Content starts

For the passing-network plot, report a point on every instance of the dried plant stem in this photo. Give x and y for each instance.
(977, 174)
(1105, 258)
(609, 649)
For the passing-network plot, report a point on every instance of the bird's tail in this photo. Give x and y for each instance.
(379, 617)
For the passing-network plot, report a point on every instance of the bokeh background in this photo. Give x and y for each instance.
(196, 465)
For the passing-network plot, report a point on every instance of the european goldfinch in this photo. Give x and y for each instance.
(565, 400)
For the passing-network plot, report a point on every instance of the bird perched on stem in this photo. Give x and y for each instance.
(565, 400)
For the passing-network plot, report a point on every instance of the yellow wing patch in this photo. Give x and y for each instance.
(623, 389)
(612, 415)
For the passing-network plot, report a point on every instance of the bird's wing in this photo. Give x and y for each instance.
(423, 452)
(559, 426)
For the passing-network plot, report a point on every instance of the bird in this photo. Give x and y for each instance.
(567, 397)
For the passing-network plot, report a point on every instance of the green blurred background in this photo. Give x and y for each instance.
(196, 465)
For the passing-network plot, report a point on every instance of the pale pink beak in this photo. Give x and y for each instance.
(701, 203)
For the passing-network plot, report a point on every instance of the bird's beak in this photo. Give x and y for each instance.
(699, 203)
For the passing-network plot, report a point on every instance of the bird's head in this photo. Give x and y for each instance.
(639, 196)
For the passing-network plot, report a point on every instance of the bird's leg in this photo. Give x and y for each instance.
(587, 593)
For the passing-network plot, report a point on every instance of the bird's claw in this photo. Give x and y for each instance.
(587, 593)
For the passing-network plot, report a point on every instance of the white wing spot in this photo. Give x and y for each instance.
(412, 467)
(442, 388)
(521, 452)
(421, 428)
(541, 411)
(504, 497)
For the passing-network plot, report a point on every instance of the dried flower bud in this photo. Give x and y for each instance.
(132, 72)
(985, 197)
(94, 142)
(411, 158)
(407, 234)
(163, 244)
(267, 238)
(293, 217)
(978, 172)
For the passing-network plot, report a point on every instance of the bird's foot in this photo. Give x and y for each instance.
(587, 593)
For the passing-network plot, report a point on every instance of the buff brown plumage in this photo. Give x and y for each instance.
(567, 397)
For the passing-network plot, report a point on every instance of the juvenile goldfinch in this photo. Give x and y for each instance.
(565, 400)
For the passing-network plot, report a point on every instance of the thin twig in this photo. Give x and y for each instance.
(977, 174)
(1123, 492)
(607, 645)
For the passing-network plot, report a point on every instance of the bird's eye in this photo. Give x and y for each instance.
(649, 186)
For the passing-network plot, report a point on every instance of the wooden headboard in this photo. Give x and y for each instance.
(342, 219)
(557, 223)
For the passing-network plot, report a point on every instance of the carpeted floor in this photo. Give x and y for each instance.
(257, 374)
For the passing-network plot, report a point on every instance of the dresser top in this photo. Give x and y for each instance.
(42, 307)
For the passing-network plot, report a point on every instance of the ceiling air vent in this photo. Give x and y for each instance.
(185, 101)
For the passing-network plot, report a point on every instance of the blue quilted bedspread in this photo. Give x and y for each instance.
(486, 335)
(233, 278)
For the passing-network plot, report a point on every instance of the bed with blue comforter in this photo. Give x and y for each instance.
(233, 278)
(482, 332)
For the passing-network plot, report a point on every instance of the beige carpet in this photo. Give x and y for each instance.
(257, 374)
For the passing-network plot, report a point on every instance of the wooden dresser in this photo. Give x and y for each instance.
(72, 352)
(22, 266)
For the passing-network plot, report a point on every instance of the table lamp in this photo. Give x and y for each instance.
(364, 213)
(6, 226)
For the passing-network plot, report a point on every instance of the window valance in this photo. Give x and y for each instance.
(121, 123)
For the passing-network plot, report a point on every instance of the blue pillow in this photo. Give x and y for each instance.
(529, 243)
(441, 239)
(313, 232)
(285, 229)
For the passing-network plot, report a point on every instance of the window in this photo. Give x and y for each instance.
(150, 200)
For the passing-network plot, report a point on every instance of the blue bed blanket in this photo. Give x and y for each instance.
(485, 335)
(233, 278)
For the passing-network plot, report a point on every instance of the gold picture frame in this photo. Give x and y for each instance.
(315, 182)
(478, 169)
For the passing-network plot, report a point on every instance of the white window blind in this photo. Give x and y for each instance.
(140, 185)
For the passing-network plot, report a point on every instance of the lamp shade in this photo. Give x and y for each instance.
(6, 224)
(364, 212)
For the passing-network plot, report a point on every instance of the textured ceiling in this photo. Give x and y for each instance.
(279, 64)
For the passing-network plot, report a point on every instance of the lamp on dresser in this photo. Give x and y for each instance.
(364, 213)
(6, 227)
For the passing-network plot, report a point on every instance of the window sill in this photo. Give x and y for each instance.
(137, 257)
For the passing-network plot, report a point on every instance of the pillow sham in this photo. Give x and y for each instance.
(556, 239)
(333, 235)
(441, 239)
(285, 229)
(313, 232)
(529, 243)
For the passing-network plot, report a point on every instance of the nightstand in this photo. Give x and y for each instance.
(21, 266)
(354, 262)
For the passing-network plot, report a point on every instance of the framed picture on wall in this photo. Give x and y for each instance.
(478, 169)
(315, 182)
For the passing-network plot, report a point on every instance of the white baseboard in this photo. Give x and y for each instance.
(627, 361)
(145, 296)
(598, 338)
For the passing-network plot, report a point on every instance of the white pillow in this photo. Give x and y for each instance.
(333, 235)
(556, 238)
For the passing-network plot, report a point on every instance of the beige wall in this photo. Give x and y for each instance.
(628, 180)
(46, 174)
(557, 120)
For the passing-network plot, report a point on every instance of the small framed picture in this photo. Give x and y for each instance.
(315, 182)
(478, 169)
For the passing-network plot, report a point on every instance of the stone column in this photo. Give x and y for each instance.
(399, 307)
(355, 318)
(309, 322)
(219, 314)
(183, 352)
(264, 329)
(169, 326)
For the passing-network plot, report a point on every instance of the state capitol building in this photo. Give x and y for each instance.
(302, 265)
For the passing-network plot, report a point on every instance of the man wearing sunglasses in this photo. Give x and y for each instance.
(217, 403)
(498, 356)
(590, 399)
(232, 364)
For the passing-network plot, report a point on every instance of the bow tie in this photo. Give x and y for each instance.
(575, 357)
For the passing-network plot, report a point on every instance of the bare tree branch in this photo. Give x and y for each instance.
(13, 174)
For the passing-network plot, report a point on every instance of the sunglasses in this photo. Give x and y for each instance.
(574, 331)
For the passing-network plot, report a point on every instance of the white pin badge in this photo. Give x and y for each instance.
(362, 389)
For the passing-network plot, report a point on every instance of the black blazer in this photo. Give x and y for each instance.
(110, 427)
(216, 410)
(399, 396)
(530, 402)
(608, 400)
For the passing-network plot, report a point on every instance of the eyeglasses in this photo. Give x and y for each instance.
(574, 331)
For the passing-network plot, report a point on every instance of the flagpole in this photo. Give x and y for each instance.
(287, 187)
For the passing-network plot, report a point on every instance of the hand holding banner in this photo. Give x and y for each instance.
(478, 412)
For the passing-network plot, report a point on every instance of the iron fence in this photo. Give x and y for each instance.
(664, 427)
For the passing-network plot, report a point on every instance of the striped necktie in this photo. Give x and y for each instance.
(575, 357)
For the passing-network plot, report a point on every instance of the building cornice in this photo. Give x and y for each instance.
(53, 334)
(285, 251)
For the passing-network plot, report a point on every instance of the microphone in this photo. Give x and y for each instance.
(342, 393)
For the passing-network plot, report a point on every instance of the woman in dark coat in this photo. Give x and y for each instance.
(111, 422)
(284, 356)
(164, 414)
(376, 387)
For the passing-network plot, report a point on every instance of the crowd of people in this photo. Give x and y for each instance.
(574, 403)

Content ends

Copy the entire listing above, line for line, exactly.

Solution for this problem:
For the passing-network plot, report a point on every instance of the dried plant stem in this photo. Give x and y for each instance.
(977, 174)
(1105, 258)
(609, 649)
For the passing-network plot, report a point on every instance of the bird's tail in this photo. Give x and y for each instance.
(379, 617)
For the passing-network plot, report a point on every instance of the bokeh background in this photo. Give x and y for each instance.
(196, 465)
For the passing-network plot, report a point on every instance of the european goldfinch in this photo. Give x and y for each instance.
(565, 400)
For the passing-network plot, report a point on every instance of the bird perched on stem in this photo. Give x and y for each instance.
(565, 400)
For the passing-network plot, report a point on every instance of the yellow wing patch in this photo. Give x and y for each instance.
(623, 389)
(612, 415)
For the passing-network plot, report a point on every instance of the bird's wing in this photo. Give x and y for each instance.
(423, 452)
(559, 426)
For the passing-network plot, report a point on every instance of the bird in this photo. Give x and y for each instance.
(567, 397)
For the passing-network plot, report a point on every instance of the green blurred background in this photo. Give x and y for each instance.
(196, 465)
For the passing-network plot, report a point on every instance of the pale pink beak in this photo. Give x and y for each instance.
(701, 203)
For the passing-network plot, report a point on every instance of the bird's beak in this photo. Give x and y for each instance.
(699, 203)
For the passing-network plot, report a point on every instance of the bird's head in this photo. Give x and y for each instance.
(639, 196)
For the passing-network plot, report a point on every instance of the bird's leg in this photo. Give x and y for each instance.
(587, 593)
For the passing-network plot, report a point on every instance of the bird's claw in this photo. Give x and y for each instance.
(587, 593)
For the passing-network plot, report a point on every instance of the white wing spot in this photo. Give x and y for each instance.
(412, 467)
(442, 388)
(521, 452)
(421, 428)
(541, 411)
(504, 497)
For the passing-network plot, report a point on every instance of the dried flower bud in this photo. Give x and y for each instance.
(132, 72)
(985, 197)
(94, 142)
(411, 158)
(407, 234)
(163, 244)
(267, 238)
(293, 217)
(978, 172)
For the passing-network plot, report a point on every instance of the bird's foot in this photo. Give x and y for each instance.
(587, 593)
For the passing-network plot, report a point on every instance of the buff brown plumage in this photo. Give x and y for each instance.
(567, 397)
For the passing-network plot, report a point on every instance of the juvenile goldfinch in this photo. Give x and y for each instance.
(565, 400)
For the passing-network plot, report a point on every instance of the thin twig in this photo. Give x and y for each instance.
(977, 174)
(1123, 492)
(607, 645)
For the passing-network plot, report a point on every instance of the bird's eye in this photo. Give x and y for each instance.
(649, 186)
For the passing-network plot, report a point on every instance of the wooden headboard in this photo. Give x and y for each instance.
(342, 219)
(557, 223)
For the passing-network plot, report a point on every instance of the carpeted floor in this photo. Give x and y for each instance.
(257, 374)
For the passing-network plot, report a point on every instance of the dresser top in this photo. Give x and y for each instance.
(42, 307)
For the passing-network plot, report a point on every instance of the ceiling air vent in this photo. Give x and y for each instance.
(185, 101)
For the passing-network plot, report a point on every instance of the blue quilted bedspread in this photo. Give x and y for each instance.
(486, 335)
(233, 278)
For the passing-network plot, report a point on every instance of the bed with blue comforter in this photo. Give x and y for each instance.
(233, 278)
(482, 332)
For the passing-network plot, report a point on every instance of the beige carpet in this photo. Give x and y for each instance.
(257, 374)
For the passing-network plot, report a point on every instance of the wooden dresser in this photo. Give x and y for each instance.
(72, 352)
(22, 266)
For the passing-network plot, report a point on every instance of the table lamp in this photo. Give x and y for each instance.
(364, 213)
(6, 226)
For the passing-network plot, report a point on every instance of the window valance in this photo. Give x and y for each instance.
(121, 123)
For the passing-network plot, report a point on every instance of the blue pillow in this photo. Give x and y for each instance.
(529, 243)
(441, 239)
(313, 232)
(285, 229)
For the passing-network plot, report a point on every instance of the window in this photo. Give x and y for each instance.
(150, 200)
For the passing-network plot, report a point on every instance of the blue bed blanket in this photo. Give x and y for each instance.
(485, 335)
(233, 278)
For the passing-network plot, report a point on every instance of the gold picture frame in this photo. Give x and y for each instance.
(315, 182)
(478, 169)
For the passing-network plot, report a point on every instance of the white window blind in this photo. Give x and y for each instance.
(140, 185)
For the passing-network plot, report a point on every instance of the lamp shade in this photo. Give x and y for each instance.
(6, 224)
(364, 212)
For the passing-network plot, report a point on every instance of the textured ceiling in this photo. Give x and y for each instance.
(279, 64)
For the passing-network plot, report a point on every instance of the lamp on dresser in this photo. Give x and y for each instance.
(364, 213)
(6, 227)
For the passing-network plot, report a point on every instance of the window sill in this photo. Give x and y for each instance.
(137, 257)
For the passing-network plot, report a point on every instance of the pillow sham in this photo. Give x and y for each instance.
(556, 239)
(333, 235)
(441, 239)
(285, 229)
(313, 232)
(529, 243)
For the passing-network plot, report a point on every instance of the nightstand in this photo. Give x and y for each instance.
(21, 266)
(354, 262)
For the passing-network plot, report a point on every instance of the framed picture on wall in this photo. Give x and y for each instance.
(478, 169)
(315, 182)
For the passing-network plot, report a point on every instance of the white baseboard in this photo. Give x and y for each instance.
(627, 361)
(145, 296)
(598, 338)
For the passing-network plot, report a point on every instance of the white pillow in this photo. Give x and y for each instance.
(333, 235)
(556, 238)
For the passing-network plot, report a point on every instance of the beige wall in this photo. Give x and y for each instance.
(628, 180)
(46, 174)
(557, 120)
For the passing-network plot, report a point on every instance of the small framed picture in this photo. Give x and y for each instance.
(315, 182)
(478, 169)
For the passing-network plot, report a point on every instance of the stone column in this photo. Give x and y for each instance.
(399, 307)
(355, 318)
(309, 322)
(219, 314)
(183, 352)
(264, 329)
(169, 326)
For the passing-network plot, report a point on every instance of the state capitol building in this photo. Give x and y for each instance.
(302, 265)
For the passing-network plot, report a point on every instance of the man wearing sunglasses in this photo. Give x and y for each instance.
(217, 403)
(498, 356)
(590, 399)
(232, 364)
For the passing-network plot, report a point on every instance of the bow tie in this photo. Give x and y for each instance.
(575, 357)
For the passing-network plot, report a point on every instance of the bare tree branch in this photo. Give x and y for each instance.
(13, 174)
For the passing-network plot, report a point on every instance of the sunglasses in this photo. Give x and y for each instance.
(574, 331)
For the passing-network plot, report a point on every instance of the white pin badge in this photo. Give x and y for each instance.
(362, 389)
For the passing-network plot, report a point on every instance of the black blazer in this photo. Give x and y for each instance.
(110, 427)
(216, 410)
(399, 396)
(530, 402)
(608, 400)
For the passing-network plot, report a point on every instance of the eyeglasses in this photo. Give x and y for each instance.
(574, 331)
For the passing-network plot, report a point on every instance of the flagpole in this photo. Give x and y for each instance.
(287, 187)
For the passing-network plot, report a point on every instance of the hand holding banner in this photo. Give x and y for each instance.
(478, 412)
For the passing-network plot, report a point on every instance of the iron fence in this photo. Give x and y for each instance.
(664, 427)
For the passing-network plot, report a point on every instance of the striped necktie in this photo. Give x and y for each instance.
(575, 357)
For the passing-network plot, report a point on every instance of the building cornice in this photo. Give x and y for each instance.
(53, 334)
(285, 251)
For the passing-network plot, report a point on every instance of the microphone in this photo. Give x and y for each instance.
(342, 393)
For the passing-network plot, report a point on every instance of the woman in dark coat in this photo. Give x and y for each instance.
(111, 422)
(284, 356)
(164, 414)
(376, 387)
For the passing-network plot, report a point on every instance of the crowd of people in this photo. Give x and y for each instance.
(574, 403)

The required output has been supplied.